Coordinate annotation records
______
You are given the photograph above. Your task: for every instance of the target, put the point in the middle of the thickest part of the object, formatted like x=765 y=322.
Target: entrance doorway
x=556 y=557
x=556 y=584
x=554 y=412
______
_What the task requires:_ Please update these records, replacing "thickest part" with "widest part" and leaving everything else the same.

_Final answer:_
You are given the photograph above. Your task: for every instance of the target, put the point in the middle of the widest part of the object, formatted like x=765 y=322.
Target: entrance doorway
x=556 y=557
x=556 y=584
x=554 y=412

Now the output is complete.